TASK DIRECTIONS:
Reproduce the discussion of inflation expectations and stock prices below word for word, from start to finish.

SOURCE EXTRACT:
It is well known that, at least theoretically, stock prices are expected to rise in an inflationary environment. Now, my question is that does the same go for inflationary expectations; for example if inflation is low at the moment but it is expected to rise sharply in the future, does this expectation cause stock prices to increase at the present time?Assuming inflation is a NEUTRAL phenomenon everything (for example salaries, net income, future cash flows, interest rate and so on) grows in nominal terms.Discussing in dividend discount model (DDM) context for example, in this case, what happen to dividend(D1), dividend growth(g) and investor expected return(k), which their interaction determine stock price?

  • $\begingroup$ This doesn't answer your question, but, in the Black-Scholes-Merton formula, "inflation" is accounted for by considering the risk-free interest rate. You might try googling "effects of interest rate changes on stock prices" or something like that. $\endgroup$
    – user59
    Aug 29, 2018 at 15:51

2 Answers 2


Provided that it is always difficult to provide a unique answer to that problem in the stock market (it would be easier to answer it in the bond market instead, at least in my opinion), the simplest way you can look at it is that, if inflation expectations go up WITH all other conditions being unchanged, then future cash flows are discounted at a higher nominal rate. In practical terms, very intuitively, you can think that future money will have a lower real value. Simplifying again the whole issue, you could also say that salary inflation (i.e increased salary due to strong job market) leads to lower margins for companies, with all other conditions being equal.

However, I marked WITH in capital letter because you should always try to understand why inflation expectations are going up. Is it because the economy is recovering from a recession, so that real growth is still expected to be strong? Or is it because the economy is overheating and we expect that growth in real terms will be disappointing? What markets do care about is the capacity of companies of producing, among other things, a sustained REAL growth.

PROVIDED MATERIAL:
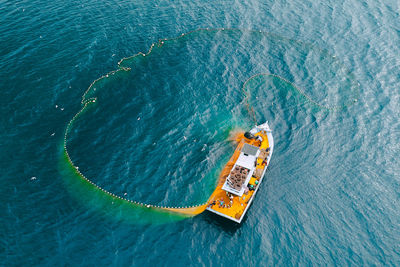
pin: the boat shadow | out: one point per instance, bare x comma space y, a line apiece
222, 223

ANSWER TO THE EXERCISE:
It is well known that, at least theoretically, stock prices are expected to rise in an inflationary environment. Now, my question is that does the same go for inflationary expectations; for example if inflation is low at the moment but it is expected to rise sharply in the future, does this expectation cause stock prices to increase at the present time?Assuming inflation is a NEUTRAL phenomenon everything (for example salaries, net income, future cash flows, interest rate and so on) grows in nominal terms.Discussing in dividend discount model (DDM) context for example, in this case, what happen to dividend(D1), dividend growth(g) and investor expected return(k), which their interaction determine stock price?

  • $\begingroup$ This doesn't answer your question, but, in the Black-Scholes-Merton formula, "inflation" is accounted for by considering the risk-free interest rate. You might try googling "effects of interest rate changes on stock prices" or something like that. $\endgroup$
    – user59
    Aug 29, 2018 at 15:51

2 Answers 2


Provided that it is always difficult to provide a unique answer to that problem in the stock market (it would be easier to answer it in the bond market instead, at least in my opinion), the simplest way you can look at it is that, if inflation expectations go up WITH all other conditions being unchanged, then future cash flows are discounted at a higher nominal rate. In practical terms, very intuitively, you can think that future money will have a lower real value. Simplifying again the whole issue, you could also say that salary inflation (i.e increased salary due to strong job market) leads to lower margins for companies, with all other conditions being equal.

However, I marked WITH in capital letter because you should always try to understand why inflation expectations are going up. Is it because the economy is recovering from a recession, so that real growth is still expected to be strong? Or is it because the economy is overheating and we expect that growth in real terms will be disappointing? What markets do care about is the capacity of companies of producing, among other things, a sustained REAL growth.